[Start Extracted information]

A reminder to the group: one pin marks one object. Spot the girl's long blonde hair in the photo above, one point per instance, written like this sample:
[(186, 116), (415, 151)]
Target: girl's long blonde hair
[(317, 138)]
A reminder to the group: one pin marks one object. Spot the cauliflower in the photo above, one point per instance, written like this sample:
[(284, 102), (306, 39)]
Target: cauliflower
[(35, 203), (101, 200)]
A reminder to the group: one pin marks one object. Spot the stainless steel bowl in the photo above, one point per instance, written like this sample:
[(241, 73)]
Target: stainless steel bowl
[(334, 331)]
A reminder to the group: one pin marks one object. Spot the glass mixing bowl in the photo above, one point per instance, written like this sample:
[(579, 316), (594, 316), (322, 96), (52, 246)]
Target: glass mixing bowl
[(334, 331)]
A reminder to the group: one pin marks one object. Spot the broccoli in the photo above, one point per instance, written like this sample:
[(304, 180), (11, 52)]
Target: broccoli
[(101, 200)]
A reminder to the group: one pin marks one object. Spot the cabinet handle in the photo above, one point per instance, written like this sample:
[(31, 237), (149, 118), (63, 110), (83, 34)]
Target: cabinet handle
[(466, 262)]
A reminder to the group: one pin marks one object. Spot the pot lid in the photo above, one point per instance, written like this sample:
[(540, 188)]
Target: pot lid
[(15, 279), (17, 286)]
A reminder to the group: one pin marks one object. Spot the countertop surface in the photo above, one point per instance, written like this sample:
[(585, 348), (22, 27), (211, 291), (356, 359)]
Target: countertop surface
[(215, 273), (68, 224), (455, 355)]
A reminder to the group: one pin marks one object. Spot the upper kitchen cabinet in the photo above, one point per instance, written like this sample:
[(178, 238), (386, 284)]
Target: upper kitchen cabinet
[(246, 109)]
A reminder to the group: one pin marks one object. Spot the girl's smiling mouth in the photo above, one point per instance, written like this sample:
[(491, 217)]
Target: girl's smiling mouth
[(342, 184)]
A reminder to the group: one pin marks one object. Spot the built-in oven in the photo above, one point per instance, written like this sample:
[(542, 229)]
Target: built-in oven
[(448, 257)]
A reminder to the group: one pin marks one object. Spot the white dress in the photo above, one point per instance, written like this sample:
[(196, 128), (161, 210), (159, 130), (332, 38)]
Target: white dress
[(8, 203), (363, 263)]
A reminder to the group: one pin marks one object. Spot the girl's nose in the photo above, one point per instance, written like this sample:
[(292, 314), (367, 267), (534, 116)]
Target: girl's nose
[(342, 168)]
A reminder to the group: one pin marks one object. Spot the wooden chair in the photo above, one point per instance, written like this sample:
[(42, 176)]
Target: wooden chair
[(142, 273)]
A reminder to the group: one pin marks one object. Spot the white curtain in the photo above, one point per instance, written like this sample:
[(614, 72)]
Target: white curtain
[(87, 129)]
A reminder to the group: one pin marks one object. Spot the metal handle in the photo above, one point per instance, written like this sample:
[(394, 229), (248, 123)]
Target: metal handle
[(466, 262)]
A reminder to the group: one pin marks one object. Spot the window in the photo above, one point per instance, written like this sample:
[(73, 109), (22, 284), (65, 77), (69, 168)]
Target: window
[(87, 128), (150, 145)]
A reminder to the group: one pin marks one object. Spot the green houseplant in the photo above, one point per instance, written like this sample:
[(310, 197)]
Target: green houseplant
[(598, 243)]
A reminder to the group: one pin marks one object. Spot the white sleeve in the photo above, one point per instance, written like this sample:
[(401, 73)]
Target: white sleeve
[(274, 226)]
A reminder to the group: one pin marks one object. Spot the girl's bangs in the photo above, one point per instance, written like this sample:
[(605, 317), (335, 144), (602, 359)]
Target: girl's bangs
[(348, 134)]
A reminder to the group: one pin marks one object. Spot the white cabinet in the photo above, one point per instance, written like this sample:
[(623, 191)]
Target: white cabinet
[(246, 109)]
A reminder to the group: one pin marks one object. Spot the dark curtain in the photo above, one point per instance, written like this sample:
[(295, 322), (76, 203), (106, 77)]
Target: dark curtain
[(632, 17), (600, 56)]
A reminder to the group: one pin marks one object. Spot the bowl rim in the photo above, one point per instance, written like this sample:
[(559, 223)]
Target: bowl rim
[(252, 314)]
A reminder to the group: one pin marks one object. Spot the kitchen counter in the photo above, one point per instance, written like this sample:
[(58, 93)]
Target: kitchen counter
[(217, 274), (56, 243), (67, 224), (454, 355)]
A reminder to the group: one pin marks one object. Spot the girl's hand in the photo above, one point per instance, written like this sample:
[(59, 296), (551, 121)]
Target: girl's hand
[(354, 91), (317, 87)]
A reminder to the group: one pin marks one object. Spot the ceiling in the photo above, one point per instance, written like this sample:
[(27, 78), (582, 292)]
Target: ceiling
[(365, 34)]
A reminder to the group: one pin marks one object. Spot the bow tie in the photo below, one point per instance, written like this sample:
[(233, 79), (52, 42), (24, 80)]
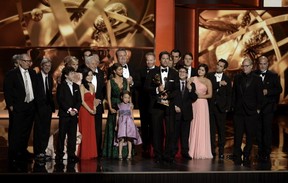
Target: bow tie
[(218, 75), (164, 70), (263, 74)]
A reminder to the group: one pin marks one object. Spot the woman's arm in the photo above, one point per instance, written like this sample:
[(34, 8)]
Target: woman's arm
[(209, 90)]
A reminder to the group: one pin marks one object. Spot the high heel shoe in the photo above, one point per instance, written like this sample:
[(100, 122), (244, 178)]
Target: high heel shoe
[(129, 157), (120, 157)]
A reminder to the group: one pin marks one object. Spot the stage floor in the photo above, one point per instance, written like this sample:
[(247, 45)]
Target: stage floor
[(113, 170)]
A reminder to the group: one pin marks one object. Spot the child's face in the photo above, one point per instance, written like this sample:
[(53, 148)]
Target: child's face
[(126, 98), (89, 77), (70, 76)]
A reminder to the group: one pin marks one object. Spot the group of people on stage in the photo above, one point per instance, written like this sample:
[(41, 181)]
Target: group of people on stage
[(181, 108)]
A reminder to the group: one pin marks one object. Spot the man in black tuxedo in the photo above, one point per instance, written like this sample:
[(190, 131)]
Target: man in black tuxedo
[(271, 91), (92, 61), (163, 84), (175, 59), (187, 60), (69, 101), (219, 105), (45, 108), (143, 101), (247, 99), (19, 92), (128, 71), (184, 112)]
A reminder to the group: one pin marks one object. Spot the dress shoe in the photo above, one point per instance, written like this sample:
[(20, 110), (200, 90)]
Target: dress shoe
[(246, 161), (186, 156), (237, 160), (157, 160), (43, 157), (58, 159), (221, 156), (73, 159)]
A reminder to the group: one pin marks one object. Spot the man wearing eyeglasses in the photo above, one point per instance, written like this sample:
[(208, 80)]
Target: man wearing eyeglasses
[(19, 92), (271, 91), (247, 98)]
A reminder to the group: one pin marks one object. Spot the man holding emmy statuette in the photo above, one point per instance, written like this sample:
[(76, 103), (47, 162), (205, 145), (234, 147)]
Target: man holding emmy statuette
[(162, 84)]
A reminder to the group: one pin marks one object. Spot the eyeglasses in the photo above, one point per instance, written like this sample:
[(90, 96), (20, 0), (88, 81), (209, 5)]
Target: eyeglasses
[(182, 71), (29, 61), (263, 63)]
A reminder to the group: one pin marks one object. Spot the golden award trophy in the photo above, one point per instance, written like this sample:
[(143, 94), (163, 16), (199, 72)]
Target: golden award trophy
[(162, 96)]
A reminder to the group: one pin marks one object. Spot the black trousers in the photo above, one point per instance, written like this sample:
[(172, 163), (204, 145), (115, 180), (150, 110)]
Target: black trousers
[(20, 129), (264, 133), (244, 124), (42, 127), (217, 124), (67, 126)]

[End Extracted information]

Do this: Reproduce each record above by retyping it exactly; omit all images.

Answer to this task:
A reminder to the group: one pin marks one object. Spot the girl's long blonde hair in the photo above, one point per instance, written like this sample:
[(186, 116), (415, 151)]
Target: girl's long blonde hair
[(317, 138)]
A reminder to the group: one pin marks one object. Spot the cauliflower in the photo above, one point per instance, written like this sample:
[(284, 102), (306, 39)]
Target: cauliflower
[(35, 203), (101, 200)]
A reminder to the group: one pin marks one object. Spot the stainless steel bowl in the photo above, one point per instance, written like this sample:
[(241, 73)]
Target: stainless steel bowl
[(334, 331)]
A reminder to the group: one pin marks one object. Spot the glass mixing bowl in the photo above, one point per instance, written like this sample:
[(579, 316), (594, 316), (322, 96), (52, 246)]
Target: glass mixing bowl
[(334, 331)]
A reminder to the group: one pin marks one object. Spot the broccoli in the photo above, one point per instance, written like this sample:
[(304, 180), (11, 52)]
Target: broccoli
[(101, 200)]
A reminder to the group: one pin marks one object. Spot the cabinet handle in the photo above, one point per instance, written like this sample:
[(31, 237), (149, 118), (63, 110), (83, 34)]
Target: cabinet handle
[(466, 262)]
A reminder to the group: one pin marks one object. Spot the pot lid in the photo above, one point per instance, written like this sample:
[(540, 188)]
Target: pot lid
[(15, 279), (17, 286)]
A reminder to the group: one pin marks one object. Spot the countertop surface in the photo above, one point per instance, written like this sample:
[(585, 348), (22, 27), (211, 291), (356, 359)]
Target: countertop surface
[(215, 273), (68, 224), (455, 355)]
A reminder to the group: one pin marks one object. Spot the upper kitchen cabinet in the photo above, one point per instance, written like this sample:
[(178, 238), (386, 284)]
Target: upper kitchen cabinet
[(246, 109)]
A reminder to the group: one pin marks one object. Spot the girl's smiling mouth in the photo above, one point per instance, written like this sample:
[(491, 217)]
Target: girl's smiling mouth
[(342, 184)]
A reminder to the group: one pin marks one object. Spot the built-in oven in the photo above, one point per instance, written like this sample:
[(542, 229)]
Target: built-in oven
[(448, 257)]
A reminder to the group: one pin marks one object. Spot the white dress in the photo above, one point per instance, written like this sample:
[(196, 128), (161, 210), (159, 130), (332, 38)]
Target: white dress
[(8, 203), (363, 263)]
A reminder to the group: one pin marks one object. Spot the girl's nose in the photo above, one point per instance, written like this sample:
[(292, 314), (367, 267), (534, 116)]
Target: girl's nose
[(342, 168)]
A reminder to the group: one pin marks one object. Spot the wooden chair in the photo above, one point per instance, written like this sample:
[(42, 176)]
Target: wooden chair
[(142, 273)]
A reminder to the group: one pin marks one object. Spot the white curtain in the photo above, one point per instance, written like this sample:
[(614, 72)]
Target: white curtain
[(87, 129)]
A reminder to the group: one pin marks one object. Spot the metal handle in the photo above, one point per instance, written like this sample:
[(394, 229), (248, 123)]
Target: metal handle
[(466, 262)]
A reminder to the group: one pin marks one object. Spot the window in the photo above, one point per instance, written like this sample:
[(73, 109), (22, 284), (65, 77), (69, 168)]
Target: window
[(87, 128), (150, 145)]
A reminder to the group: one pin marks one object. Spot the green houseplant in the photo above, one point per instance, written like this sample:
[(310, 197)]
Target: green houseplant
[(598, 243)]
A reminder to the group: one pin marks one object. Spot the white sleeve in the photo above, one point per instance, written like this sample:
[(401, 73)]
Target: white sleeve
[(274, 226)]
A reminder to the group: one pin marks one object. Spot the girl's bangs in the photo above, one point per instance, written like this sample:
[(605, 317), (335, 144), (602, 359)]
Target: girl's bangs
[(348, 134)]
A reminder to the group: one pin marks one object. Spot the white cabinet in the photo above, one point per instance, written like this sample:
[(623, 191)]
Target: white cabinet
[(246, 109)]
A reminder to the group: one pin marks one object. Spot the dark curtain in the photo above, one point per instance, written like this sample:
[(295, 322), (76, 203), (106, 77)]
Target: dark curtain
[(632, 17), (600, 56)]
A reminder to the group: one pin marks one object. Spot the bowl rim in the photo above, one point per instance, written like this sample:
[(559, 223)]
Target: bowl rim
[(252, 314)]
A reminder to the group: one pin marks one object. Spot the kitchen counter in the photo above, one point per instance, written like this sample:
[(58, 93)]
Target: kitchen counter
[(217, 274), (56, 243), (67, 224), (454, 355)]
A reminder to the group: one pin marks one object. Spot the girl's hand in the photo above, one point per instance, written like this sample:
[(59, 296), (551, 121)]
Target: girl's hand
[(354, 91), (317, 87)]
A reminder to the group: one pin marks one object. Spot the ceiling in the photo above, one point per instance, written like this sample:
[(27, 78), (582, 292)]
Target: ceiling
[(365, 34)]
A reminder to the group: one pin marks one object. Spot the bow tie in the photo below, one point per instance, written like this sample:
[(233, 79), (52, 42), (24, 80)]
Target: bow tie
[(218, 75), (164, 70), (263, 74)]
A reminder to the group: one pin marks one object. Spot the woman's arm in the photo above, one point per instance, written like this sample:
[(34, 8)]
Target: woman's arm
[(209, 90)]
A reminder to the group: one pin marks one object. Spot the high heel shoe in the photo above, one point per instance, written like this sample:
[(100, 122), (244, 178)]
Target: high heel shoe
[(129, 157), (120, 157)]
A reminder to the group: one pin marks one object. Spot the stage floor in the photo above, one point per instance, written like this sample:
[(247, 45)]
Target: stage floor
[(113, 170)]
A reminder to the group: one pin marks one object. Spot the child's face in the photo above, one point per instance, written like this sample:
[(53, 148)]
Target: child's face
[(126, 98), (89, 77), (70, 76)]
A reminder to the group: one pin marks one object. Spot the group of people on stage in the photo above, one point per instance, written like this sample:
[(41, 181)]
Target: group of people on stage
[(181, 108)]
A reminder to the group: one pin marks one object. Spot the man in black tuxedo in the photo above, one point per instance, written like this sample:
[(190, 131)]
Target: man in black tuxedo
[(271, 91), (92, 61), (163, 84), (175, 59), (187, 60), (69, 101), (219, 105), (45, 108), (143, 101), (247, 99), (19, 92), (128, 71), (184, 112)]
A reminder to the group: one pin marks one object. Spot the dress shoe in the photo above, one point per instance, written like this sample:
[(20, 110), (200, 90)]
Target: dress shoe
[(246, 161), (186, 156), (237, 160), (157, 160), (43, 157), (58, 159), (221, 156), (73, 159)]
A reminder to the group: one pin marks one object. Spot the man wearing eyeglasses in the photo above, one point per instance, written like this sample:
[(208, 80)]
Target: man wearing eyeglasses
[(19, 92), (271, 91), (247, 98)]
A reminder to the group: one pin marks one object. Spot the man holding emmy statuette in the photo above, one point per instance, written like this sample:
[(76, 103), (47, 162), (205, 145), (234, 147)]
Target: man holding emmy statuette
[(162, 84)]
A reminder to the group: one pin marks one object. Spot the eyeglasses in the photo above, one point per instance, written like this sample:
[(90, 96), (20, 0), (88, 81), (209, 5)]
Target: eyeglasses
[(182, 71), (29, 61), (263, 63)]
A reminder to the group: one pin marks one object. Spot the golden award trophy in the photo above, one point per instance, written like this sample:
[(143, 94), (163, 16), (199, 72)]
Target: golden award trophy
[(162, 96)]
A reminder to the group: one pin marks one object. Spot the black trousers in the photo above, one point per instance, written like this sample:
[(172, 163), (204, 145), (115, 180), (150, 110)]
Target: black trousers
[(20, 129), (264, 133), (244, 124), (42, 127), (217, 124), (67, 126)]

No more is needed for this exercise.